ABOUT THIS TASK: Show, from the entries below, every line in which "wall" appears.

● ● ● ● ● ● ●

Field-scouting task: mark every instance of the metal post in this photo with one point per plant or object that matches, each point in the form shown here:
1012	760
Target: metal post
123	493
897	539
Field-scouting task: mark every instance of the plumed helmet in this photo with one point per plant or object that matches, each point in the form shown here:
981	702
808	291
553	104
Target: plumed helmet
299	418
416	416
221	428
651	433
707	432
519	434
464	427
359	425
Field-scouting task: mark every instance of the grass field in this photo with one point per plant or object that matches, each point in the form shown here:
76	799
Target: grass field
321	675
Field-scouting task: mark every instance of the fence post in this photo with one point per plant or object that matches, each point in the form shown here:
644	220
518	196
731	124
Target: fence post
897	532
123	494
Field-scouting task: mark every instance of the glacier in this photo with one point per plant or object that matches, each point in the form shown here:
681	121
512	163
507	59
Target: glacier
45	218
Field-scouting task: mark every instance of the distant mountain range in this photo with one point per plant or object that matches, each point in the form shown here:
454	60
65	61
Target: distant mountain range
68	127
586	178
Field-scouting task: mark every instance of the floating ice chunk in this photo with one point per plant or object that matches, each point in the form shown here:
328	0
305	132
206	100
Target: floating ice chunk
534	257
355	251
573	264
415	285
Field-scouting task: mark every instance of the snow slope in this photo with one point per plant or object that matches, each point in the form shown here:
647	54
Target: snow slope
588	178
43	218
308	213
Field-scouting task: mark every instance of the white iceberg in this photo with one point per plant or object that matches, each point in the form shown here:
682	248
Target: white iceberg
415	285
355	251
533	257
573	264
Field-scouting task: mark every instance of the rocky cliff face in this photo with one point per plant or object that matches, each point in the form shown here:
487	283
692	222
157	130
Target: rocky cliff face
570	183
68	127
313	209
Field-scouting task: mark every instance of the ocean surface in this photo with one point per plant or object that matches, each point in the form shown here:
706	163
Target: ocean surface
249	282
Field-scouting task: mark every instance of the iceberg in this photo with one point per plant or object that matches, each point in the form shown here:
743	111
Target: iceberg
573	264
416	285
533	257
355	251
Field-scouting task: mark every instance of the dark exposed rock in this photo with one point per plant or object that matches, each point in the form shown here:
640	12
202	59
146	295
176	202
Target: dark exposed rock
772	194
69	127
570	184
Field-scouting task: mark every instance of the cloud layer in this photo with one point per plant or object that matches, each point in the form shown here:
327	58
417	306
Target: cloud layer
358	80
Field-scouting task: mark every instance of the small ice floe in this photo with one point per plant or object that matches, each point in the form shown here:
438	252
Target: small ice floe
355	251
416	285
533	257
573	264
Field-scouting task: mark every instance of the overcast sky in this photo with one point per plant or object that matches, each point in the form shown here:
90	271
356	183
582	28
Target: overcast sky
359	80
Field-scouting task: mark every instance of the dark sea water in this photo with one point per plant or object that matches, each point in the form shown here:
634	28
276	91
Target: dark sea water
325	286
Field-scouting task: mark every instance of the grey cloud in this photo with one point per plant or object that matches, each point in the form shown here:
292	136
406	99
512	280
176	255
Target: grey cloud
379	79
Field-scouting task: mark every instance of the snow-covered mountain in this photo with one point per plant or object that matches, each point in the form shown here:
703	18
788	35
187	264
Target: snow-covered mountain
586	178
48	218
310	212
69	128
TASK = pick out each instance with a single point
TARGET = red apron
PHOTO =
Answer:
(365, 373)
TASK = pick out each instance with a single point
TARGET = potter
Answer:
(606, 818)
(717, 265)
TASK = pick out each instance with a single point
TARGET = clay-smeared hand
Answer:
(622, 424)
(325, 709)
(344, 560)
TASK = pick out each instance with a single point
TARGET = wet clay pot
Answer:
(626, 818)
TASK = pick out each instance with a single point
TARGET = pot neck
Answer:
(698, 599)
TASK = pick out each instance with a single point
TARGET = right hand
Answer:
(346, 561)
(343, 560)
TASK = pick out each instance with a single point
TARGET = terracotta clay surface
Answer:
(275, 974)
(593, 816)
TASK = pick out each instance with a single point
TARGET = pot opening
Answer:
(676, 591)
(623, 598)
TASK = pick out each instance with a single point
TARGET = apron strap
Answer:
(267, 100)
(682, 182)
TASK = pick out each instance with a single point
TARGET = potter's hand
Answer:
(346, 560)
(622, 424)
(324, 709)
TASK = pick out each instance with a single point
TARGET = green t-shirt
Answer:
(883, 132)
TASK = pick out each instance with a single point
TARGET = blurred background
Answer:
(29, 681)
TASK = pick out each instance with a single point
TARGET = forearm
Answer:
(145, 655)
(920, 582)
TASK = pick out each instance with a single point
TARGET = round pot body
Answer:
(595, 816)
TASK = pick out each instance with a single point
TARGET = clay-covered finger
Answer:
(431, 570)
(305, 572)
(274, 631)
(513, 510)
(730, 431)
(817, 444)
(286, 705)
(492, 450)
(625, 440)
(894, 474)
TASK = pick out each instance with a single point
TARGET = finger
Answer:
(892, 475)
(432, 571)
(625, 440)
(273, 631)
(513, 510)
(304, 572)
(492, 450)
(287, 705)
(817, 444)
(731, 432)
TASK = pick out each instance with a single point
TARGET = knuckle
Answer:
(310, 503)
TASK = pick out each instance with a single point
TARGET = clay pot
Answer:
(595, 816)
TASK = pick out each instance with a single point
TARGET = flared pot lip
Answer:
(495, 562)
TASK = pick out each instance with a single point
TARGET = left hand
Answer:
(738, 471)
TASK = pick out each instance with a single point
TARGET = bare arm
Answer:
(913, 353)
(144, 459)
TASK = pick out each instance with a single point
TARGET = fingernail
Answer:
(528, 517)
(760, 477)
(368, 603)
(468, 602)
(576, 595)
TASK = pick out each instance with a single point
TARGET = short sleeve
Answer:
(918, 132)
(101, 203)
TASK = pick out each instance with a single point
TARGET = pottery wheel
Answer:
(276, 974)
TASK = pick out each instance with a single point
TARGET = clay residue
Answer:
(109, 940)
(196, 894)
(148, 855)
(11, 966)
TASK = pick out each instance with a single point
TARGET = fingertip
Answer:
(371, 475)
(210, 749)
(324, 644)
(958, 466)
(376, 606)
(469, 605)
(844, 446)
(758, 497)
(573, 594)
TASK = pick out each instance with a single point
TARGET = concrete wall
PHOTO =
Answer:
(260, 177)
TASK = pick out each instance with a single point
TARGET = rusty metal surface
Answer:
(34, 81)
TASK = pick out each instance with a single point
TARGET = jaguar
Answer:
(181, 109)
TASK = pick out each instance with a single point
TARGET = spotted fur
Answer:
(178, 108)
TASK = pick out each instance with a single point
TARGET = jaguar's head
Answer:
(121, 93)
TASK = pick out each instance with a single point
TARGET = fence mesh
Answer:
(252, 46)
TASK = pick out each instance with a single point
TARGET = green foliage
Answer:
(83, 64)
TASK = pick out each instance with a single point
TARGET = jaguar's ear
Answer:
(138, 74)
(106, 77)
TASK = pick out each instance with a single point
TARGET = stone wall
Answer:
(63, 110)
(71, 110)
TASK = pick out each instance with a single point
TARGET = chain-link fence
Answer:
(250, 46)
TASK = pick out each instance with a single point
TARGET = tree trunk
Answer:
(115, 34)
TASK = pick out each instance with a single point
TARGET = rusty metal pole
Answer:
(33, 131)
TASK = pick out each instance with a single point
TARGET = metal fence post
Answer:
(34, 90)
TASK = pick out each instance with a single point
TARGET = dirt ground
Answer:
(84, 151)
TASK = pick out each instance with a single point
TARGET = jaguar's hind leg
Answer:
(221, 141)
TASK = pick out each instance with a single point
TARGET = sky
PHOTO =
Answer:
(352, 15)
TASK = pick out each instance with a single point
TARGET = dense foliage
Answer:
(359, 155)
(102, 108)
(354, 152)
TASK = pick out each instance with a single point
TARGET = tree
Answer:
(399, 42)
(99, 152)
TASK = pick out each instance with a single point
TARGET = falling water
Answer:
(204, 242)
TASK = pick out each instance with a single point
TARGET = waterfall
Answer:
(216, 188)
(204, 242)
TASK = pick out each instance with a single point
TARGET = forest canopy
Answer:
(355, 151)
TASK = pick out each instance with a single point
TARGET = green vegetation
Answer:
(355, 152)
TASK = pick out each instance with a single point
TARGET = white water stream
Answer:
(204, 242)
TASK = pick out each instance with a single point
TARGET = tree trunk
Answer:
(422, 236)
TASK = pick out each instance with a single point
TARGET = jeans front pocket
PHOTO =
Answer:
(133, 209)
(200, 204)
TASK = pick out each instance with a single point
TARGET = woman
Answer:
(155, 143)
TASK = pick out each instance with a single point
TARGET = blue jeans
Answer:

● ● ● ● ● ● ●

RESPONSE:
TARGET = concrete wall
TARGET = stone wall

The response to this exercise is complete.